*WHAT THE TASK ASKS*
Copy each of the entries below word for word, changing nothing.

*RECORDS FOR THIS EXERCISE*
+--

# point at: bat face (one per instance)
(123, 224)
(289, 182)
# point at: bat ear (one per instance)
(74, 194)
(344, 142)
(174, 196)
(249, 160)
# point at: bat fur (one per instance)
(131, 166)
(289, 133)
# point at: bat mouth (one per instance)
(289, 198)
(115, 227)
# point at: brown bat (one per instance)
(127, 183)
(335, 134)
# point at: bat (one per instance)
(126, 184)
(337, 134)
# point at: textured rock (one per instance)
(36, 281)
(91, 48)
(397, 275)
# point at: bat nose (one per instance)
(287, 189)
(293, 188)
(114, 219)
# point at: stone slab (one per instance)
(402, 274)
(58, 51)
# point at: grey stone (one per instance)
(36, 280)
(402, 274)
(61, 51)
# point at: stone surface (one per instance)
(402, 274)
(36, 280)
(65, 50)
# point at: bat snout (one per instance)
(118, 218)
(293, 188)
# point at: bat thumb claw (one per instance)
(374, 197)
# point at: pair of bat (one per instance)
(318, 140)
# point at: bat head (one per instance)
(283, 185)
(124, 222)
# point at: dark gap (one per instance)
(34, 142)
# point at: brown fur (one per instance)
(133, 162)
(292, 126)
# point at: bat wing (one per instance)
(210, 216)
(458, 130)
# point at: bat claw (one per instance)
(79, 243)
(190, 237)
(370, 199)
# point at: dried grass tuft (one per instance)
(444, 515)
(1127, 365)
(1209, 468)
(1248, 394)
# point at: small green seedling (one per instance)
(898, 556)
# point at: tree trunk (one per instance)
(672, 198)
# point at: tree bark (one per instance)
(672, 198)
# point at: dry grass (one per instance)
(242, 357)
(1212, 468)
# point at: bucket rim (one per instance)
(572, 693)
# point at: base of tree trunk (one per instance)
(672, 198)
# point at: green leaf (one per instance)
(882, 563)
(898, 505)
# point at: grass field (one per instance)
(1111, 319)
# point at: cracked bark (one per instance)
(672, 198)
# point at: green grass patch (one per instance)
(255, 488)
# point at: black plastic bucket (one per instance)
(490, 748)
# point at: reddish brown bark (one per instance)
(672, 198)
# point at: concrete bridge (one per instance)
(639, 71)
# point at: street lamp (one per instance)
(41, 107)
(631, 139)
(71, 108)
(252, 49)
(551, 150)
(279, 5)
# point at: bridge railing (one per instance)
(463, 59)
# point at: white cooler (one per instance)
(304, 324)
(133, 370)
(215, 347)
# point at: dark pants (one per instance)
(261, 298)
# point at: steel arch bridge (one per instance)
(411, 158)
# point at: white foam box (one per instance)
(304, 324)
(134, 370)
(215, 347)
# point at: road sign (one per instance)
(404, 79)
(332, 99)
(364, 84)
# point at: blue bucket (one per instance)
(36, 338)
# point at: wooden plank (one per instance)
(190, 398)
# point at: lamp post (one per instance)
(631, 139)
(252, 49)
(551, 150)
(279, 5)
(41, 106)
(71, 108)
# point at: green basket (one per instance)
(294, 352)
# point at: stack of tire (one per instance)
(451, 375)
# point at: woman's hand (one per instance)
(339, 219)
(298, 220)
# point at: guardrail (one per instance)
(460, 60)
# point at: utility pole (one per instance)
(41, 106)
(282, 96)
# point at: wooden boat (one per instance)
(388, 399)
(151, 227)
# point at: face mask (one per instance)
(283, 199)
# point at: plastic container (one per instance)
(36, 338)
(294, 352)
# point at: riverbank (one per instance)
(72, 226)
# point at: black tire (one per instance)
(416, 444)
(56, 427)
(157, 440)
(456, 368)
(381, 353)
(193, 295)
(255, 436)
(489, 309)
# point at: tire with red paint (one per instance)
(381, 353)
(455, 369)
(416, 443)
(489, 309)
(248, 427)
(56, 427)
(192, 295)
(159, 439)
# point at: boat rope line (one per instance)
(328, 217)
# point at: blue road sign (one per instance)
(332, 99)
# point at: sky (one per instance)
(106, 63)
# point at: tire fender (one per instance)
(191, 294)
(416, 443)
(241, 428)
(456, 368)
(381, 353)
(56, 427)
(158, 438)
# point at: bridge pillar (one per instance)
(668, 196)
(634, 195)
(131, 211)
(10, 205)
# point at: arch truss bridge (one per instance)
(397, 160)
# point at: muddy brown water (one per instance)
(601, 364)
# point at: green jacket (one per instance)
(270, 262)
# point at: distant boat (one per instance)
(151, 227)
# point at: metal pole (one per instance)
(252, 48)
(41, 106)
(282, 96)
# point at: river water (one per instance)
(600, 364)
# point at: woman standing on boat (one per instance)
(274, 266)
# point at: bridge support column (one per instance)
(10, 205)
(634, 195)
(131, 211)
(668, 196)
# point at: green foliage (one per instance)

+--

*FINAL ANSWER*
# point at: bat face (one per instance)
(123, 224)
(289, 182)
# point at: bat ear (one per instance)
(74, 194)
(344, 142)
(174, 196)
(249, 160)
# point at: bat fur (one per instance)
(131, 166)
(289, 133)
# point at: bat mouth (one per instance)
(289, 198)
(115, 227)
# point at: brown bat (one per instance)
(127, 183)
(335, 134)
# point at: bat (one per instance)
(126, 184)
(337, 134)
# point at: textured rock (one per instance)
(36, 281)
(91, 48)
(397, 275)
# point at: bat nose (one per instance)
(287, 189)
(293, 188)
(114, 219)
# point at: stone slab (one per instance)
(402, 274)
(58, 51)
# point at: grey stone (one per instance)
(36, 280)
(402, 274)
(61, 51)
# point at: stone surface (one per instance)
(402, 274)
(36, 280)
(65, 50)
# point at: bat snout (one per instance)
(118, 218)
(293, 188)
# point at: bat thumb claw (one per instance)
(374, 197)
# point at: pair of bat (one per instance)
(318, 140)
# point at: bat head (one per instance)
(283, 185)
(124, 222)
# point at: dark gap (one per instance)
(34, 142)
# point at: brown fur (one per instance)
(133, 162)
(292, 126)
# point at: bat wing (one per instance)
(210, 216)
(458, 130)
# point at: bat claw (one per instance)
(79, 243)
(190, 237)
(370, 199)
# point at: dried grass tuft (one per instance)
(444, 515)
(1127, 365)
(1209, 468)
(1248, 394)
# point at: small green seedling (one per instance)
(898, 556)
# point at: tree trunk (one per instance)
(672, 198)
# point at: tree bark (one per instance)
(672, 198)
# point at: dry grass (one per instance)
(242, 357)
(1212, 468)
# point at: bucket rim (one per instance)
(572, 693)
# point at: base of tree trunk (one per instance)
(672, 198)
# point at: green leaf (one per instance)
(882, 563)
(898, 505)
# point at: grass field (one per instance)
(1111, 319)
# point at: cracked bark (one per instance)
(672, 198)
# point at: green grass patch (one per instance)
(255, 488)
# point at: black plastic bucket (one per instance)
(490, 748)
# point at: reddish brown bark (one per instance)
(672, 198)
# point at: concrete bridge (one per instance)
(639, 71)
# point at: street lamp (one per instance)
(41, 107)
(631, 139)
(71, 108)
(252, 49)
(551, 150)
(279, 5)
# point at: bridge railing (one per instance)
(463, 59)
# point at: white cooler (one per instance)
(304, 324)
(133, 370)
(215, 347)
# point at: dark pants (one per instance)
(261, 298)
# point at: steel arch bridge (one per instance)
(411, 158)
# point at: white foam box (one per instance)
(304, 324)
(134, 370)
(215, 347)
# point at: road sign (one per instance)
(404, 79)
(332, 99)
(364, 84)
# point at: blue bucket (one per instance)
(36, 338)
# point at: wooden plank (one per instance)
(190, 398)
# point at: lamp post (one per instance)
(631, 139)
(252, 49)
(551, 150)
(279, 5)
(41, 106)
(71, 108)
# point at: green basket (one per instance)
(294, 352)
# point at: stack of tire (one per instance)
(451, 375)
# point at: woman's hand (one per instance)
(339, 219)
(298, 220)
# point at: guardrail (one per instance)
(460, 60)
# point at: utility pole (one per instance)
(41, 106)
(282, 96)
# point at: wooden boat (one per instance)
(388, 399)
(151, 227)
# point at: face mask (one per instance)
(283, 199)
# point at: plastic container (one per instance)
(36, 338)
(294, 352)
# point at: riverbank (one per instance)
(72, 226)
# point at: black tire (one per instance)
(416, 444)
(56, 427)
(157, 440)
(456, 368)
(381, 353)
(193, 295)
(255, 436)
(489, 309)
# point at: tire with red paint (one per instance)
(381, 353)
(455, 369)
(416, 443)
(489, 309)
(248, 427)
(56, 427)
(192, 295)
(159, 439)
# point at: boat rope line (one per instance)
(328, 217)
# point at: blue road sign (one per instance)
(332, 99)
# point at: sky (one per instance)
(106, 63)
# point at: tire fender (one per instance)
(191, 294)
(416, 443)
(241, 428)
(456, 368)
(381, 353)
(56, 427)
(158, 438)
# point at: bridge pillar (one per instance)
(668, 196)
(634, 195)
(131, 211)
(10, 205)
# point at: arch truss bridge (one per instance)
(397, 160)
# point at: muddy brown water (one per instance)
(601, 364)
# point at: green jacket (one per instance)
(270, 262)
# point at: distant boat (one per instance)
(151, 227)
# point at: metal pole (one per instance)
(252, 48)
(41, 106)
(282, 96)
# point at: river water (one per instance)
(600, 364)
# point at: woman standing on boat (one per instance)
(274, 266)
# point at: bridge support column (one per instance)
(10, 205)
(634, 195)
(131, 211)
(668, 196)
# point at: green foliage (one per instance)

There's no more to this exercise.